- Text to read:
--------------------------------------------------

This doesn’t look bad - three equations and three unknowns. At least until we remember, that by definition this really is equivalent to:

s1 - (s0*m + c) = k_1 * n
s2 - (s1*m + c) = k_2 * n
s3 - (s2*m + c) = k_3 * n

Six unknowns and three equations. And it’s clear that no number of equations will help us because every new equation introduces new unknown. Fortunately, there is a mathematical trick that usually comes in handy in situations like this. Namely, interesting number theory fact: if we have few random multiples of n, with large probability their gcd will be equal to n. For example:

In [944]: n = 123456789

In [945]: reduce(gcd, [randint(1, 1000000)*n, randint(1, 1000000)*n, randint(1, 1000000)*n])
Out[945]: 123456789

Why is this useful? Because if we can think of some modular operations that will give something congruent to zero, for example:

X = 0 (mod n)

Then, by definition, this is equivalent to:

X = k*n

This is only interesting if X != 0, but X = 0 (mod n). We just need to take a gcd from few such values, and we can recover n. This is a really generic method, that can often be used when modulus that we’re using is unknown.

Ok, now how can we generate something like this for above LCG? We can introduce sequence T(n) = S(n+1) - S(n):

t0 = s1 - s0
t1 = s2 - s1 = (s1*m + c) - (s0*m + c) = m*(s1 - s0) = m*t0 (mod n)
t2 = s3 - s2 = (s2*m + c) - (s1*m + c) = m*(s2 - s1) = m*t1 (mod n)
t3 = s4 - s3 = (s3*m + c) - (s2*m + c) = m*(s3 - s2) = m*t2 (mod n)

And now we can use this trick to generate our desired operation:

t2*t0 - t1*t1 = (m*m*t0 * t0) - (m*t0 * m*t0) = 0 (mod n)

Using this method we can generate few values congruent to 0, and crack LCG with mentioned “trick”. Attack in Python, again:

def crack_unknown_modulus(states):
    diffs = [s1 - s0 for s0, s1 in zip(states, states[1:])]
    zeroes = [t2*t0 - t1*t1 for t0, t1, t2 in zip(diffs, diffs[1:], diffs[2:])]
    modulus = abs(reduce(gcd, zeroes))
    return crack_unknown_multiplier(states, modulus)

print crack_unknown_modulus([2818206783446335158, 3026581076925130250,
    136214319011561377, 359019108775045580, 2386075359657550866, 1705259547463444505])

Looks like it works!

The end?

So we have just cracked LCG, without bruteforcing, with basically zero knowledge - only by observing its output. So can we crack every LCG in the world now? Unfortunately, no. The reason we were able to mount the attacks so easily is that all the operations are linear, and we get a complete state of LCG every time. This is basically a cryptologist’s dream.

--------------------------------------------------

- Task requirements:
• 1. Answer from the LCG passage:
(a) How many unknowns does the rewritten system of three equations contain?
(b) What value is shown as the output of the gcd example?
(c) Why were the attacks easy to mount?
• 2. Copy the LCG passage word for word from "This is only" to "m*t0 (mod n)".
Rely on the LCG passage alone.

--------------------------------------------------

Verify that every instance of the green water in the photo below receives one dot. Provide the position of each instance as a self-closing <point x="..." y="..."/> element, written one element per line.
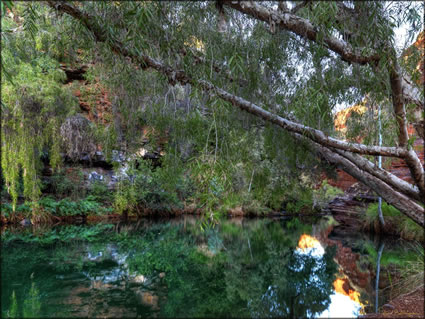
<point x="174" y="268"/>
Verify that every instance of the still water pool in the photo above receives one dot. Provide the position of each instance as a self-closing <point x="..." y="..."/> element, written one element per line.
<point x="185" y="268"/>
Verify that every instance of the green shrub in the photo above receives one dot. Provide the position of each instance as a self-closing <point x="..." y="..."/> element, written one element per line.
<point x="153" y="188"/>
<point x="406" y="227"/>
<point x="63" y="186"/>
<point x="100" y="190"/>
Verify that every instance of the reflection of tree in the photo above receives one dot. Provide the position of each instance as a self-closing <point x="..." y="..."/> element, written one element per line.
<point x="32" y="303"/>
<point x="279" y="281"/>
<point x="234" y="269"/>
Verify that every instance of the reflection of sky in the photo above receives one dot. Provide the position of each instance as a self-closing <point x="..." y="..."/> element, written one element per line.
<point x="341" y="306"/>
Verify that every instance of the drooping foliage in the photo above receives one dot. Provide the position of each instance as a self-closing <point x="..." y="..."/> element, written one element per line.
<point x="34" y="103"/>
<point x="225" y="151"/>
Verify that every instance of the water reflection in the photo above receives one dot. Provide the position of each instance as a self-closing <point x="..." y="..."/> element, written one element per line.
<point x="241" y="268"/>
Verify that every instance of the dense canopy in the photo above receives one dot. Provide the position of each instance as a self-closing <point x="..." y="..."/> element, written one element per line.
<point x="243" y="92"/>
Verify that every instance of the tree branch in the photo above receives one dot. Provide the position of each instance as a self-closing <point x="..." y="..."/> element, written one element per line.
<point x="301" y="27"/>
<point x="392" y="180"/>
<point x="391" y="196"/>
<point x="180" y="76"/>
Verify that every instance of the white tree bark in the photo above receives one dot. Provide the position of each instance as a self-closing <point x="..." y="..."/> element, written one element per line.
<point x="395" y="191"/>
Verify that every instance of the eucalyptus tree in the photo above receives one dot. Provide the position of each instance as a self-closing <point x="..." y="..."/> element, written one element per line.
<point x="289" y="64"/>
<point x="281" y="65"/>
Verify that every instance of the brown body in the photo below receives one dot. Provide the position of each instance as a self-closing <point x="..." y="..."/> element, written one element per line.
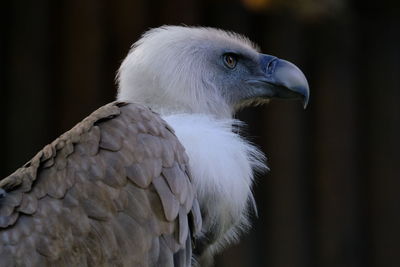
<point x="113" y="191"/>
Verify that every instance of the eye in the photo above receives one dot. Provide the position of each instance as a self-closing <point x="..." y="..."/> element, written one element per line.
<point x="230" y="60"/>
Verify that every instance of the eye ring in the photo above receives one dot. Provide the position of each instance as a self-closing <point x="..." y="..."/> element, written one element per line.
<point x="230" y="60"/>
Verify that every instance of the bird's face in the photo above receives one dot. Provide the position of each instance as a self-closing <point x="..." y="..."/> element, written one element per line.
<point x="203" y="70"/>
<point x="246" y="77"/>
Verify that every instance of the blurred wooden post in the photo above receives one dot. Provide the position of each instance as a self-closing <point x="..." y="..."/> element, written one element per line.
<point x="381" y="61"/>
<point x="26" y="70"/>
<point x="340" y="232"/>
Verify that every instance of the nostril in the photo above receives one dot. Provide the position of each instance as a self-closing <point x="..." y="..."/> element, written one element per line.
<point x="271" y="66"/>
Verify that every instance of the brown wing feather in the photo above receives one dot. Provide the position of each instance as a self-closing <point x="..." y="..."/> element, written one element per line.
<point x="102" y="194"/>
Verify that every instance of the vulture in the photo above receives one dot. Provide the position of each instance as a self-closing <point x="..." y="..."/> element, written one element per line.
<point x="161" y="176"/>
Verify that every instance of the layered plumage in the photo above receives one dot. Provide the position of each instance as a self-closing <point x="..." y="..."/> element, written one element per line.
<point x="131" y="187"/>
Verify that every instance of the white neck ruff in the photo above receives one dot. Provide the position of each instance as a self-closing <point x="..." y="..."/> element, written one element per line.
<point x="222" y="165"/>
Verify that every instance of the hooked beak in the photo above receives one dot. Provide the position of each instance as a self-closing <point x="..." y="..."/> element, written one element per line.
<point x="283" y="79"/>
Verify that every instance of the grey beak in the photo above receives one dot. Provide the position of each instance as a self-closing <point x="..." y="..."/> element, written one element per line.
<point x="287" y="80"/>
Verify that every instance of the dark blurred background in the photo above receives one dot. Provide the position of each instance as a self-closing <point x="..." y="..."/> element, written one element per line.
<point x="332" y="197"/>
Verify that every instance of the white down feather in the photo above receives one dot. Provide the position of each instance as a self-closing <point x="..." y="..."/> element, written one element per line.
<point x="222" y="165"/>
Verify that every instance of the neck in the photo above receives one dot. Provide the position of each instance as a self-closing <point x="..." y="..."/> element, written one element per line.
<point x="222" y="166"/>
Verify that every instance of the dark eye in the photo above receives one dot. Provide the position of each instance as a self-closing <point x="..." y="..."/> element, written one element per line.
<point x="230" y="60"/>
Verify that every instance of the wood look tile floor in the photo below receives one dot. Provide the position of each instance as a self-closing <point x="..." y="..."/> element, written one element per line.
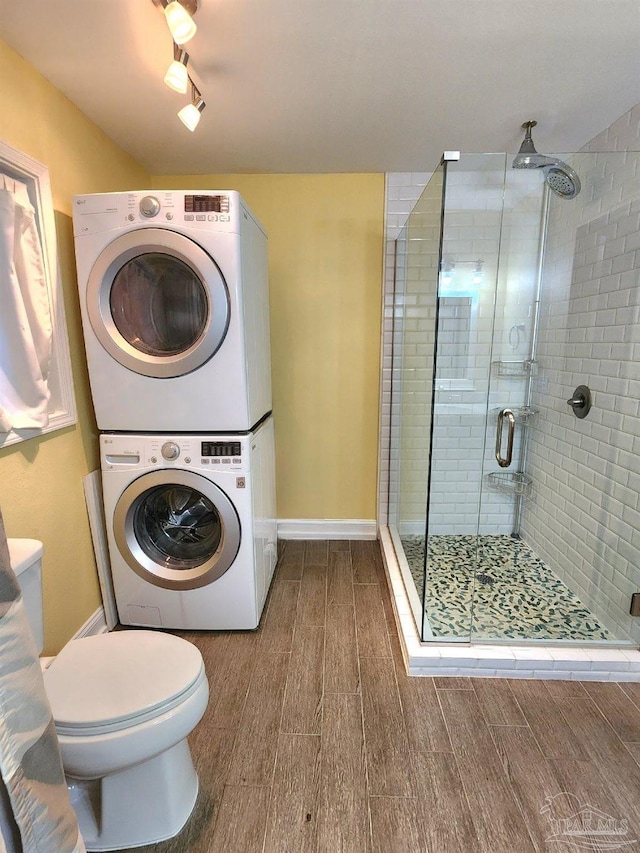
<point x="316" y="741"/>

--------------------------------------------------

- Solutions to the exercise:
• 1.
(a) Six unknowns.
(b) 123456789.
(c) All the operations are linear, and a complete state of the LCG is obtained every time.

• 2.
This is only interesting if X != 0, but X = 0 (mod n). We just need to take a gcd from few such values, and we can recover n. This is a really generic method, that can often be used when modulus that we’re using is unknown.

Ok, now how can we generate something like this for above LCG? We can introduce sequence T(n) = S(n+1) - S(n):

t0 = s1 - s0
t1 = s2 - s1 = (s1*m + c) - (s0*m + c) = m*(s1 - s0) = m*t0 (mod n)